===== Data section =====
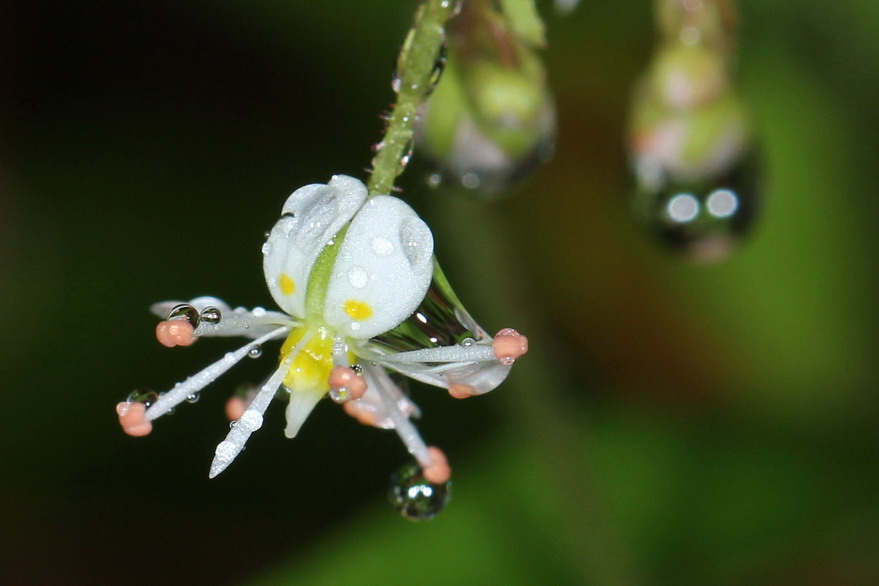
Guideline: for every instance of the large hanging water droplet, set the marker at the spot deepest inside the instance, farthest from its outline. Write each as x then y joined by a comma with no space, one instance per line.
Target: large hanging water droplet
145,396
185,311
211,315
415,497
702,217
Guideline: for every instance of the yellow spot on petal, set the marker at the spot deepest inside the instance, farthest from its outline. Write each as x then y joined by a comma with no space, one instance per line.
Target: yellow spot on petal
287,284
358,310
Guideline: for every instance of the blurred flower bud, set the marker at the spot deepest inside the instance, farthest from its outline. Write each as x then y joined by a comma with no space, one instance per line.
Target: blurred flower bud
696,172
491,120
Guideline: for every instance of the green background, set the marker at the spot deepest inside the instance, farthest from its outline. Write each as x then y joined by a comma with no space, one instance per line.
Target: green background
675,424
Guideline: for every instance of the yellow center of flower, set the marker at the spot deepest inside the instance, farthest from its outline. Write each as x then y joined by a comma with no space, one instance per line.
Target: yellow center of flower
310,368
359,310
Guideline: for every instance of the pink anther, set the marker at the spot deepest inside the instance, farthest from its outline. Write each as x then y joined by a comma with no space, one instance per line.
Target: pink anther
462,390
509,345
235,408
438,472
342,377
360,413
133,420
175,332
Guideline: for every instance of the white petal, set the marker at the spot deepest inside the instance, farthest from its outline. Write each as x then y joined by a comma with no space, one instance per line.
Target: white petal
383,269
312,216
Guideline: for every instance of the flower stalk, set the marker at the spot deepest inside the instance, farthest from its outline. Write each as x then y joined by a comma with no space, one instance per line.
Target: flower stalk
418,67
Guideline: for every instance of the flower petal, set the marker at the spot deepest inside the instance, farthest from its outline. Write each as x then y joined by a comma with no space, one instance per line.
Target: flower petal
382,271
312,216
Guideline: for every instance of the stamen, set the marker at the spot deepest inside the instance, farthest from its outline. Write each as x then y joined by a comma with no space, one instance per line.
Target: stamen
237,404
462,390
175,332
456,353
407,432
438,471
200,380
345,385
132,420
509,345
251,420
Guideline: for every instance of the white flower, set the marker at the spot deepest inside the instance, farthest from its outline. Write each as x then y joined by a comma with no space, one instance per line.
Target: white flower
352,275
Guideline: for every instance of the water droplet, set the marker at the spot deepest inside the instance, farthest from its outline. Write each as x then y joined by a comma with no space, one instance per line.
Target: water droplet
415,497
438,67
381,246
408,150
703,218
145,396
185,311
396,80
211,315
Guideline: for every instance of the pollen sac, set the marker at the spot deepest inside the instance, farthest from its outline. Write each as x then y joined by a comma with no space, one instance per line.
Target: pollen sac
415,497
491,120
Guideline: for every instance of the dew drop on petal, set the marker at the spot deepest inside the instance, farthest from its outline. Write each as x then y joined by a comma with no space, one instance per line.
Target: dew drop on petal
211,315
382,246
185,311
415,497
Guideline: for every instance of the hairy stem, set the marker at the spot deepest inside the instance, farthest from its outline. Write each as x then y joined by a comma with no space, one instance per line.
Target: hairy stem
413,82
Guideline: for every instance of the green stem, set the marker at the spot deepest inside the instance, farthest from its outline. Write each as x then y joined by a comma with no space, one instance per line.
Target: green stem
415,72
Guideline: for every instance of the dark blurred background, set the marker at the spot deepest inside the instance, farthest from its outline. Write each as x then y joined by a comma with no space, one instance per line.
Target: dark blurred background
676,424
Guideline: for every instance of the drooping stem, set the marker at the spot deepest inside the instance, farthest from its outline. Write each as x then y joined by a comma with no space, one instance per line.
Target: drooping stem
414,79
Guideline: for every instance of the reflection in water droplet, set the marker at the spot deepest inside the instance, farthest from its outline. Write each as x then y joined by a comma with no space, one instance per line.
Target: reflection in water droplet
145,396
704,217
185,311
211,315
415,497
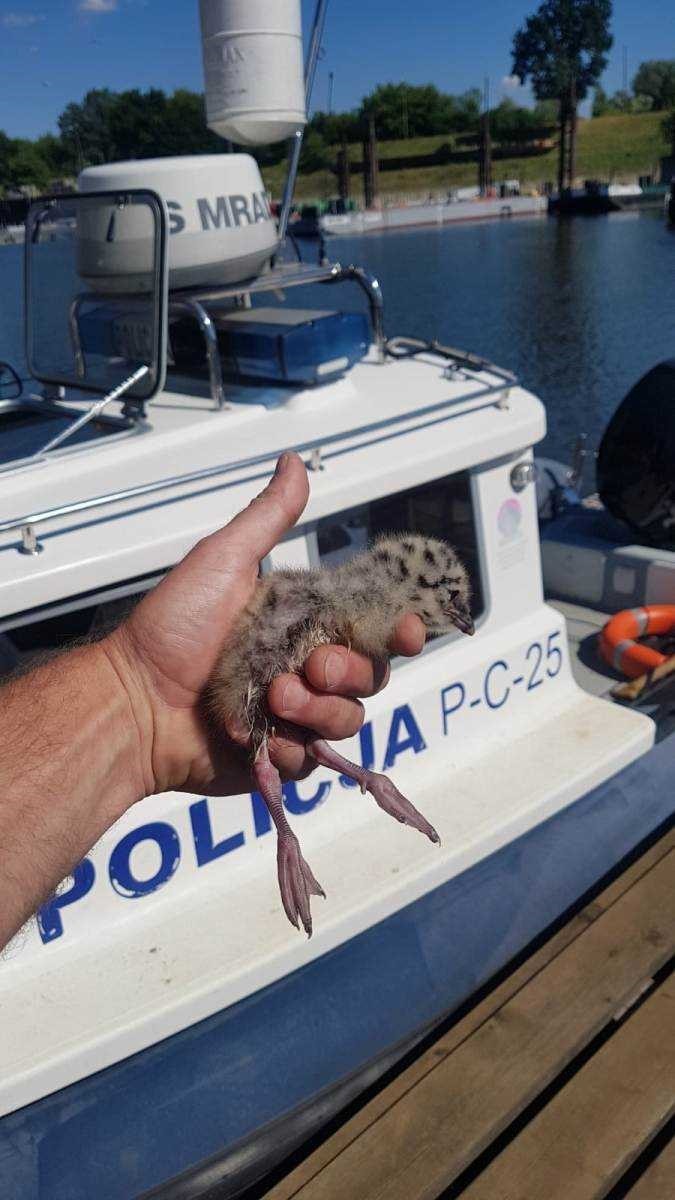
=====
_Exercise instructions_:
Rewrite all of the records with every "marker" replaced by "pin", changing nothing else, and leave out the pictures.

_Result for this task_:
Guideline: for every instance of the large hanging water droplet, set the pin at the spot deepest inside the instance, farthest from its outline. Write each as x then y joined by a comma with no space, one instance per line.
Target: large hanging water droplet
145,396
185,311
211,315
415,497
702,217
Guideline: for every instance of the yellow spot on petal, set the pin at the spot deepest inside the instance, farthest from its outline. Write each as x then y joined by a comma with no space, one instance per line.
Target: yellow spot on petal
287,284
358,310
Guideline: for every instance of the blurred flower bud, set the pin at the spot deepest inside the instance, farthest from its outline. Write each as x then y joined by a comma with no space, one instance per line.
Target: blurred flower bud
696,172
491,120
Guideline: for every instance of the green background, set the pin at the spot deepest inside the instance, farthest from its outline. Write each as x then y joined by a comma with no space, one instance per line.
Target: green background
675,424
Guideline: for every instance of the yellow center of flower, set the pin at the spot deepest inside the instance, farthest from its outline. Write each as x then y joined by a comma with no space, one instance per line.
Target: yellow center of flower
310,368
359,310
Guideline: for every instance of the pink anther, set the pin at the spot deepest inside the instance, farthest from its outline. Write each as x then y joined by a comma with no space, one instance per line.
Target: pink anther
462,390
509,345
235,408
438,472
342,377
360,413
133,420
175,332
Guideline: for every instance of the white petal, set the pin at the spot deepest inside the instance, farthest from its outline. Write each as x then y joined by a comma with no space, one instance per line.
Target: white petal
383,269
312,216
Guideline: for every instance of the flower stalk, set the pin at the spot deepest inside the instance, farthest from its outline. Write each as x then y joined by a comma with no space, one instance per line.
Target: flower stalk
418,67
Guideline: for every instance of the flower petal, set the pin at the spot deepest inside the instance, farthest from its outline. Write each as x then y joined by a comma with no space, one instance per line.
Target: flower petal
382,271
312,216
Guideline: for every instance of the stamen, set the pin at the spot deepest inside the instance, farthest from its outline. Write each as x then y joined by a comma with no space, one instance per line.
Target: stamen
237,404
462,390
175,332
456,353
407,432
438,471
200,380
345,385
132,420
509,345
251,420
Guideline: for every instance of the white flower, set the pin at the spot deepest inside the instance, farthest from its outline. Write each as x then y joined by a comma with no space, one instance per line.
Target: white flower
352,275
Guideline: for every instance of the water droplet, set the pin at the spot deepest inside the instance, farthest from its outline. Write each as x then y joined by a comma with no space, one instance per line.
Target: water droplet
415,497
438,67
381,246
408,150
703,218
145,396
185,311
396,80
211,315
Guideline: for every instance of the pollen sac, set the pin at the spot deepest inside the instance, farthest from its outline. Write each as x then y joined by a comma with no space, one instance per line.
Target: pollen sac
415,497
491,120
Guideline: for every instance of the dew drop on petal, set the pin at the spot deepest inside the instance, farthest from its outline. Write each as x then y joined by a comma with no space, one instance per line.
Target: dew drop on petal
211,315
382,246
185,311
415,497
Guideline: for every instance of the hairy stem, set the pin at the spot deepest inside the instance, farthest from its outline. Write each as x then y joined by a comma with no space, one instance per line.
Target: hairy stem
413,82
Guideline: for every instance of the green stem, set the pin at the spot deepest inside the instance, farthest from its outline. Write each as x then y joined by a comma with no space, one instance per line.
Target: green stem
415,72
Guideline: for every instance of the dark blurred background, set the pin at the spot deepest inside the instance, farthest from its outline. Write each as x then y joined by a comma with no space, one instance per line.
Target: dark blurred background
676,424
Guideline: for every instance of the drooping stem, set the pin at the spot deepest inside the instance, farthest from its outline. Write each as x then y joined by a comma with no space, one instance per line.
Target: drooping stem
414,79
Guideline: for every instance of the reflection in water droplet, set the pin at the spot deepest inside the instance, farthest from its outline. Write each as x then y joined by a comma with no space, one instance per line.
Target: reflection in water droplet
145,396
704,217
185,311
211,315
415,497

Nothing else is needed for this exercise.